▶ **Prompt**:
Copy out each row below that contains the word "chair".

▶ **Given data**:
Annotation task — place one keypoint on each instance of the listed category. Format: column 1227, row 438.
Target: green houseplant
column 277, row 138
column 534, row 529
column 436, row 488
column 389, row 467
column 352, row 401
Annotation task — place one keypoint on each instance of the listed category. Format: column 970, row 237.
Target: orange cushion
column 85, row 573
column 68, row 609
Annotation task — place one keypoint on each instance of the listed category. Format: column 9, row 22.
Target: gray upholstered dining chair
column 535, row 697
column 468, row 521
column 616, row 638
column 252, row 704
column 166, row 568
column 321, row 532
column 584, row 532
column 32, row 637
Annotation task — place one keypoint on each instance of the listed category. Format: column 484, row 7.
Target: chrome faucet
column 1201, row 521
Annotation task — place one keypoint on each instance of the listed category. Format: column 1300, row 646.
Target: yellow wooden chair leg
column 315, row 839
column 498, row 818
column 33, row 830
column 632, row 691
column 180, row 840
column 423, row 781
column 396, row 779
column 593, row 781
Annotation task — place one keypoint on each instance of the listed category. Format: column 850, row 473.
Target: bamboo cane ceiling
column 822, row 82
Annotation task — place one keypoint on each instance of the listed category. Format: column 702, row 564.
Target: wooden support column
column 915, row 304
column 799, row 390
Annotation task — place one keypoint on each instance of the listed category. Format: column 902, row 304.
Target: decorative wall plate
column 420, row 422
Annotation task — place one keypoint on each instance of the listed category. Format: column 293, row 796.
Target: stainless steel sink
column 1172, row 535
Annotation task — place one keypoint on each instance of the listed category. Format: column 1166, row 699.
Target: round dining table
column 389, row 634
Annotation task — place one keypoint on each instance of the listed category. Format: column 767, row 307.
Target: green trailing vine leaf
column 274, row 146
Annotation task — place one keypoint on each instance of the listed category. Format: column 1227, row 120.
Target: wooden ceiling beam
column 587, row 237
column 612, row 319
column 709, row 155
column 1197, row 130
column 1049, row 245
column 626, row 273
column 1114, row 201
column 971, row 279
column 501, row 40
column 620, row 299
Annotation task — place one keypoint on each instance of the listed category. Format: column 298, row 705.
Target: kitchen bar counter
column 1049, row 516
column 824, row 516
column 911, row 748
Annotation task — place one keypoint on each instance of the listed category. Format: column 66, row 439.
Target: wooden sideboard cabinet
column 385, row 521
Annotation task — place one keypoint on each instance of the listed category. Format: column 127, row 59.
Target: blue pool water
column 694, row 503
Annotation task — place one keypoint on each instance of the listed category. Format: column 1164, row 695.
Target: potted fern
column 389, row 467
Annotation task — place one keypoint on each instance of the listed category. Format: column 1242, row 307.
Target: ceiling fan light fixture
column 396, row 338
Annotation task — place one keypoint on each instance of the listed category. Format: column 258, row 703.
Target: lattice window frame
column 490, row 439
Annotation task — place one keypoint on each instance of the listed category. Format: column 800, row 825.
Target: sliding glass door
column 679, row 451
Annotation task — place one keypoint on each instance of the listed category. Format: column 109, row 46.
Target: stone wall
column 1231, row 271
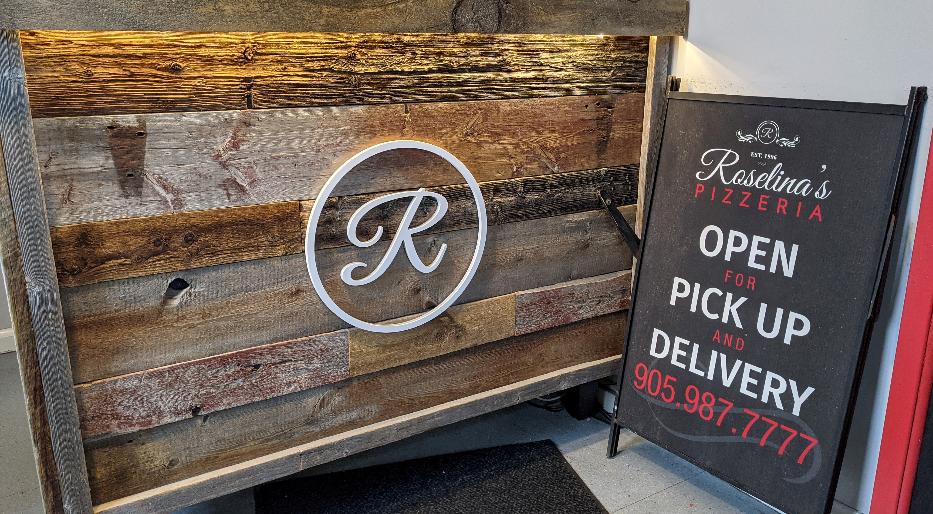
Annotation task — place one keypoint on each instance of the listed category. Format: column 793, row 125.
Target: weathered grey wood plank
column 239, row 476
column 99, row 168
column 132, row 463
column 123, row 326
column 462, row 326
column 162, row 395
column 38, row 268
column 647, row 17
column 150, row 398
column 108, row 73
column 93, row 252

--

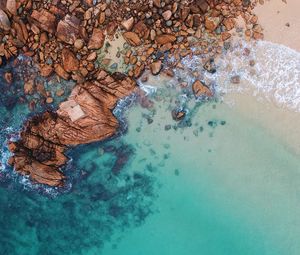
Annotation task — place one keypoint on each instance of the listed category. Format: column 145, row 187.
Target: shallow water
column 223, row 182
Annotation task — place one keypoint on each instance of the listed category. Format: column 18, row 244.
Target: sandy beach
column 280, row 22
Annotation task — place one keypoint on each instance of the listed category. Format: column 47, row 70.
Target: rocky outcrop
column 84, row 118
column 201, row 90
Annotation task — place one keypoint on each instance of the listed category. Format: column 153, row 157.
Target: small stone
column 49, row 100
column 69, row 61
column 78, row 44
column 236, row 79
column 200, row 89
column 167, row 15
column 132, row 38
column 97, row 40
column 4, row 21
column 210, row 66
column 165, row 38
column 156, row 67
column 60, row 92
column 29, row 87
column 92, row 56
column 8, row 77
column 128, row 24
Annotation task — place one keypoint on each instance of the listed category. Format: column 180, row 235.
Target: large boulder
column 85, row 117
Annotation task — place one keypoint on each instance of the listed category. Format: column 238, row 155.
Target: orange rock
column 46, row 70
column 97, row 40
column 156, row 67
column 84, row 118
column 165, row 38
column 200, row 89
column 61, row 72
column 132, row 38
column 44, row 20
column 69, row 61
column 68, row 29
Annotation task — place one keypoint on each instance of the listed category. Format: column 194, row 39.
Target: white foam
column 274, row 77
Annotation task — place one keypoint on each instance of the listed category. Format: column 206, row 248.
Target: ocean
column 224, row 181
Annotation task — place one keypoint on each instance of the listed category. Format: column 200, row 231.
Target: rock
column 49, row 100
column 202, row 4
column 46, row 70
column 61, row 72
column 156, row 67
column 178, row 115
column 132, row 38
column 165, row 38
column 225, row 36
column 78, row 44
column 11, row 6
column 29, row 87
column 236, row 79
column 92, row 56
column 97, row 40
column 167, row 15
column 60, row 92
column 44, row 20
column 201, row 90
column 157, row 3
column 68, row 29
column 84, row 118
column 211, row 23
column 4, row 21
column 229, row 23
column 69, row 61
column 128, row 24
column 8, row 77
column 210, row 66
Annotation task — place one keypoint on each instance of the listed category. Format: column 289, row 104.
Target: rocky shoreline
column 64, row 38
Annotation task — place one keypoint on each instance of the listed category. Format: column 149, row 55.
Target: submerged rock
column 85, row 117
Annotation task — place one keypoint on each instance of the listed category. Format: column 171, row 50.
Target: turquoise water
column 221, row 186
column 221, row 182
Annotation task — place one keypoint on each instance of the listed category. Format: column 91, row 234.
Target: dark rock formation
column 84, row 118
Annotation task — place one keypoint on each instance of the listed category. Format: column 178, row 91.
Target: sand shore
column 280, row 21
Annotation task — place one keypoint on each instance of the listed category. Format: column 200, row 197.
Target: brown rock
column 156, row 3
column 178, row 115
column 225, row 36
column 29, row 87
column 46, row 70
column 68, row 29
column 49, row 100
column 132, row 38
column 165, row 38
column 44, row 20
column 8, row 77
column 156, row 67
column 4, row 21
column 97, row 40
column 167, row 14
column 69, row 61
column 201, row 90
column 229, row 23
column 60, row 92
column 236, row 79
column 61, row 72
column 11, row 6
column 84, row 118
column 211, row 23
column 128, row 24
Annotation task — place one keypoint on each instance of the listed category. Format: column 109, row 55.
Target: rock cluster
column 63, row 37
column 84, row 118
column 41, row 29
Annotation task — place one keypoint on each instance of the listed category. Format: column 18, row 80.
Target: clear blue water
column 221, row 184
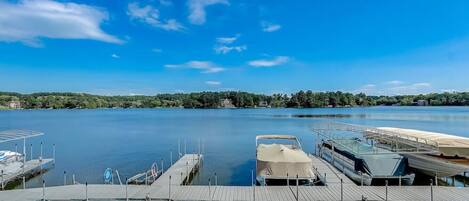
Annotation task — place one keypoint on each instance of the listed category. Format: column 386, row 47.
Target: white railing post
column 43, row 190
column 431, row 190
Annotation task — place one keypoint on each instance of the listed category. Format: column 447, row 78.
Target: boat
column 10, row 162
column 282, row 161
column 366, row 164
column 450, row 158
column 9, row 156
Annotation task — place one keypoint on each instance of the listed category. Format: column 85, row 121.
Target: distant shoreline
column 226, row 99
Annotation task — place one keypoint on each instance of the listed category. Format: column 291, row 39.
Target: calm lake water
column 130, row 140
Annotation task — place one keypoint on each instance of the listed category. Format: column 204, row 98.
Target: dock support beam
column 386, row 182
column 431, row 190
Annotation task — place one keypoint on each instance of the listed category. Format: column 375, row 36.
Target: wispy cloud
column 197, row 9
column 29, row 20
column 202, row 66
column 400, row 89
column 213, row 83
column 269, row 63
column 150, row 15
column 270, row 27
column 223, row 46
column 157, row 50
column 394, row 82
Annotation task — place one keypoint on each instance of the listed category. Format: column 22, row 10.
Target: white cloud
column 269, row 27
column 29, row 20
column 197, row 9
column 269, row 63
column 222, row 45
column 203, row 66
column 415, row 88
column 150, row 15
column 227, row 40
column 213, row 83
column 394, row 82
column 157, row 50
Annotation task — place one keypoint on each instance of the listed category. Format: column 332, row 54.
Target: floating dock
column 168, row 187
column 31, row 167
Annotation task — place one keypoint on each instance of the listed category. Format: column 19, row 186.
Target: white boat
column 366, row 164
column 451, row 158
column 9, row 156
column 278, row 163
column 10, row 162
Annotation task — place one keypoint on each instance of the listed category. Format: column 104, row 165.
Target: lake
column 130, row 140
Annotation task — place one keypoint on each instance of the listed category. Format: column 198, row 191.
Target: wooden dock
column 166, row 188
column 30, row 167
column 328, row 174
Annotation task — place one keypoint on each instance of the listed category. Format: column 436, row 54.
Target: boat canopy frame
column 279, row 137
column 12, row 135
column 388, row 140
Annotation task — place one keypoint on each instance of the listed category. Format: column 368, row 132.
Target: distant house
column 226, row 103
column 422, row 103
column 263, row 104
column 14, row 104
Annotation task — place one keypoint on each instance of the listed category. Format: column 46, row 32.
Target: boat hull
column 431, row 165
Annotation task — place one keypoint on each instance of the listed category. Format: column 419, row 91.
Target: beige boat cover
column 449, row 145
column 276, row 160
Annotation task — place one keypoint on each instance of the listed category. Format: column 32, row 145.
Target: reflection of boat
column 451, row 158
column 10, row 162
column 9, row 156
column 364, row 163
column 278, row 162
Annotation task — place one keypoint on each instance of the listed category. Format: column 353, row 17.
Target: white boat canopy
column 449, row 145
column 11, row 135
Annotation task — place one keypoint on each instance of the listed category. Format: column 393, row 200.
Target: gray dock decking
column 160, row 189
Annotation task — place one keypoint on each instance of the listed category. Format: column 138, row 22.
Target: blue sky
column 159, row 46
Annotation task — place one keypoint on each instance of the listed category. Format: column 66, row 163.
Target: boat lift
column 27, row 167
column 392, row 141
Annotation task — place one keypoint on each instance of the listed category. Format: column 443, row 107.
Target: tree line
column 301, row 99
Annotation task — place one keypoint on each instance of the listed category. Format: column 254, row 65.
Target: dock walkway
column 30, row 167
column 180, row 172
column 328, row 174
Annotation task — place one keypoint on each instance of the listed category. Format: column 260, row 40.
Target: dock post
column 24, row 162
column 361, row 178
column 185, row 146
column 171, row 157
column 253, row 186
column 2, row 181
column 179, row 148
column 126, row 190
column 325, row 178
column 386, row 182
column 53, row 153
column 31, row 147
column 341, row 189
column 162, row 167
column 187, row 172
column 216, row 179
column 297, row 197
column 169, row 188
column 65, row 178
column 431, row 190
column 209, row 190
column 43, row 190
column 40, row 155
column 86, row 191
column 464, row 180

* * *

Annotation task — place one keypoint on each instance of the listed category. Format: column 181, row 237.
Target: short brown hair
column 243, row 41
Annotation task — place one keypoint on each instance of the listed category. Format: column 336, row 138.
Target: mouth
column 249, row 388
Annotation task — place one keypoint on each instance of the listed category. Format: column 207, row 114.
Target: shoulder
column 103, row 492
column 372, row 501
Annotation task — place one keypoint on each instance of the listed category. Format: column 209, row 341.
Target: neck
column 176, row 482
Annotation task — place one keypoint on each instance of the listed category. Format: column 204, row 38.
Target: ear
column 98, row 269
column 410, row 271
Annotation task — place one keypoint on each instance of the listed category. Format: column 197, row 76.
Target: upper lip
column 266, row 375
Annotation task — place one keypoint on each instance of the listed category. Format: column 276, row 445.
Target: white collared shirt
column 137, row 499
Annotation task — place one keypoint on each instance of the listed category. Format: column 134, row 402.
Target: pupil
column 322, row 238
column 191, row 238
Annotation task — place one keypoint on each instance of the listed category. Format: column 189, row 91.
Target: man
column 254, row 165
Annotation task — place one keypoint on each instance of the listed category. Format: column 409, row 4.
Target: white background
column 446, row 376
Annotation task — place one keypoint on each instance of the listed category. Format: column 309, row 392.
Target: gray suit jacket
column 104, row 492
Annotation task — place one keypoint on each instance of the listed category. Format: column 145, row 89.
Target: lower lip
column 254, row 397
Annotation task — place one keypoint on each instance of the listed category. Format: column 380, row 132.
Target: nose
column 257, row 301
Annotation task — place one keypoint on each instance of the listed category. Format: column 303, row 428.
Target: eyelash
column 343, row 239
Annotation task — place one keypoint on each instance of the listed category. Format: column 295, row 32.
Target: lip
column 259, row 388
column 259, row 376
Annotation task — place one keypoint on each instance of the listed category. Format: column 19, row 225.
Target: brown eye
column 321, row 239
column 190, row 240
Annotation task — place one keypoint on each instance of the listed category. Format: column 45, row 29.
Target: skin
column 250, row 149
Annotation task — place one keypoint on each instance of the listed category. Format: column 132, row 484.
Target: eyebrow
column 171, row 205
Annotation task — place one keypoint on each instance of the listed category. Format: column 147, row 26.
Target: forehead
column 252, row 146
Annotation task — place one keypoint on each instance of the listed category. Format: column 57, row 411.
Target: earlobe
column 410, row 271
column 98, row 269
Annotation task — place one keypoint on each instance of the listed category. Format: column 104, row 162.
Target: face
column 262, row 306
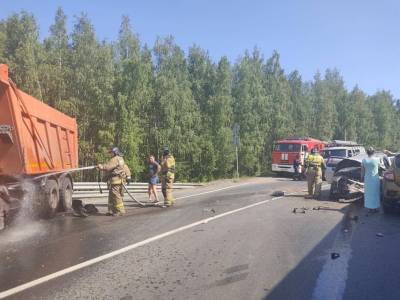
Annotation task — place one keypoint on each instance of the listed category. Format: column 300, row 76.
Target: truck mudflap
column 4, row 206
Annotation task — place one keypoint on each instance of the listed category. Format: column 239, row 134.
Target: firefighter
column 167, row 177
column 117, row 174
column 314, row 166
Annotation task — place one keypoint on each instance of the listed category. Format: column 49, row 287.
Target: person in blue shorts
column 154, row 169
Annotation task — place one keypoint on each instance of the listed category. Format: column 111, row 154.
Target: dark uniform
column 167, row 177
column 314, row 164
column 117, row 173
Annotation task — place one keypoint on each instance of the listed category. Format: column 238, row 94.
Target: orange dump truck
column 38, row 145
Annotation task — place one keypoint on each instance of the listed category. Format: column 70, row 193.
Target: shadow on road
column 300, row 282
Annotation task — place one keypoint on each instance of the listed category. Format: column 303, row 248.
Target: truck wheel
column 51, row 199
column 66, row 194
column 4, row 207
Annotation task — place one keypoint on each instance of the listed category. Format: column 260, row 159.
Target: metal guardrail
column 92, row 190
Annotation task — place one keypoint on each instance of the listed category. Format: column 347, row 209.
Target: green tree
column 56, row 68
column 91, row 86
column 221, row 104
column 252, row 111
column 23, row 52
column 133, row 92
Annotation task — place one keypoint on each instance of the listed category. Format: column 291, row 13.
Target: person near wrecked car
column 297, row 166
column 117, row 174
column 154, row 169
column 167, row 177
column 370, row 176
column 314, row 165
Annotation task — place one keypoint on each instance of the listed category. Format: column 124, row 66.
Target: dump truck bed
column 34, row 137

▶ **Final result**:
Target: gray upholstered dining chair
Target: yellow wooden chair leg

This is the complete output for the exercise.